◆ What you are asked to do
Present the lines below, from the first one through the line containing "rough mask: <svg", as a numbered list, omitting any blank lines.

◆ ◆ ◆

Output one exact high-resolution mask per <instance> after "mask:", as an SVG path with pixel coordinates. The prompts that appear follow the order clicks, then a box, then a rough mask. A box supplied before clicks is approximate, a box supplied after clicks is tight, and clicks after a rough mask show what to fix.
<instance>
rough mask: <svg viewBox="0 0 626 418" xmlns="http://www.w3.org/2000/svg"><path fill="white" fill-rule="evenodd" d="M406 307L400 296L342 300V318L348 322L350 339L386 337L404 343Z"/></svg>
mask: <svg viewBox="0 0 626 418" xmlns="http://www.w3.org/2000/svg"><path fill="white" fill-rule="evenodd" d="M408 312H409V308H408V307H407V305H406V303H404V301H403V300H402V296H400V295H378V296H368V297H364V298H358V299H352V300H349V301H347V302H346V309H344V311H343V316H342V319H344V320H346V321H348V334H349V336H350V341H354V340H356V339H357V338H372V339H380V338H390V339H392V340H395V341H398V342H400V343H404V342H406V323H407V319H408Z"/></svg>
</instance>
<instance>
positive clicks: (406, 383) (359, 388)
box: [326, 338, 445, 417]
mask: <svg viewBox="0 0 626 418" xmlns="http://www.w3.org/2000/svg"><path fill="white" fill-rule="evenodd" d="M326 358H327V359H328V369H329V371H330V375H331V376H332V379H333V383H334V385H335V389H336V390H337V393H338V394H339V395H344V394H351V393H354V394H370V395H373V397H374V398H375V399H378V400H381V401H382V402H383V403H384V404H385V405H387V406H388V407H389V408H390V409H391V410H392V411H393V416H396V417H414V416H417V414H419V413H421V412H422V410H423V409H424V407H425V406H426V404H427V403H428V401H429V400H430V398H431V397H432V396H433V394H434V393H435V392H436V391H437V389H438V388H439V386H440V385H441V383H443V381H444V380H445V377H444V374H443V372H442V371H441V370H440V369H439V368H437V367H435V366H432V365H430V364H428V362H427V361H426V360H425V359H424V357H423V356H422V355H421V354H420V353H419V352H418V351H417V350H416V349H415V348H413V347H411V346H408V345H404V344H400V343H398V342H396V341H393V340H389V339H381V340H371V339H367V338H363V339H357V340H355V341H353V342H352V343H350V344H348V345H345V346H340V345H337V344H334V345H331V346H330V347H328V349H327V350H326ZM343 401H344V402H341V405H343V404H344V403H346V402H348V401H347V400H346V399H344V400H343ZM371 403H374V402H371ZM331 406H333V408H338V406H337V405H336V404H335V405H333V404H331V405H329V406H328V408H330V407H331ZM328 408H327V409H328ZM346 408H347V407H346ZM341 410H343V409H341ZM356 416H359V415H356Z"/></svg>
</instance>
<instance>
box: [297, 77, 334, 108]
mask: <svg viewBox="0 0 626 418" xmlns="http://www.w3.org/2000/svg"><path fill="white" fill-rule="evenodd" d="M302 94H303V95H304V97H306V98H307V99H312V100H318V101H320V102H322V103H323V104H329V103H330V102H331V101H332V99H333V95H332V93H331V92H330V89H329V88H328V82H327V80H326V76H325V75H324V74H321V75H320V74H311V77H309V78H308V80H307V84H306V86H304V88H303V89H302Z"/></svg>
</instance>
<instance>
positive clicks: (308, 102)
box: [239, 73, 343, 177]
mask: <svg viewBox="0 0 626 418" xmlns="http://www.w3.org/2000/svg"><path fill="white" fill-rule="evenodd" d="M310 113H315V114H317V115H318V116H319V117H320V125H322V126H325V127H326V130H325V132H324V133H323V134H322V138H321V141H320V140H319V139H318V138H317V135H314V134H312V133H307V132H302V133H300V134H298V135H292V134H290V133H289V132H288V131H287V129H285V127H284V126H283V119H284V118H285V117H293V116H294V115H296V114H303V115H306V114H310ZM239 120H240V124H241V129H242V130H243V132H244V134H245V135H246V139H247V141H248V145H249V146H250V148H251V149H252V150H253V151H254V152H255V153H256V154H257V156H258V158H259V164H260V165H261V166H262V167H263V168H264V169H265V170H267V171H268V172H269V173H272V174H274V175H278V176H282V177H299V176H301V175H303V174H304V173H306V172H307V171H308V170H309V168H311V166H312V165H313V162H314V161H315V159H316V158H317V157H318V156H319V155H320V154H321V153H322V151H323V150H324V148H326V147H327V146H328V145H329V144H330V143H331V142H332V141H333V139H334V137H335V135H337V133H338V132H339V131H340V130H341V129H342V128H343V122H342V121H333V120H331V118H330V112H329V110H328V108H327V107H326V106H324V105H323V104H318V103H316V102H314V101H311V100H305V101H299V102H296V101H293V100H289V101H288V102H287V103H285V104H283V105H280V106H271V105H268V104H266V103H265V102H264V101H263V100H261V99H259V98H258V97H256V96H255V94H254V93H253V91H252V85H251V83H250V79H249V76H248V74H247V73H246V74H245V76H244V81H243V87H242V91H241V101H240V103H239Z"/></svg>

◆ ◆ ◆

◆ Result of the exercise
1. Output one exact high-resolution mask per <instance> after "mask:", as an SVG path with pixel coordinates. The prompts that appear follow the order clicks, then a box, then a rough mask. A box supplied before clicks is approximate, a box supplied after clicks is tight, and clicks after a rough mask show what to fix.
2. <instance>
3. rough mask: <svg viewBox="0 0 626 418" xmlns="http://www.w3.org/2000/svg"><path fill="white" fill-rule="evenodd" d="M406 307L400 296L342 300V318L348 322L350 339L386 337L404 343Z"/></svg>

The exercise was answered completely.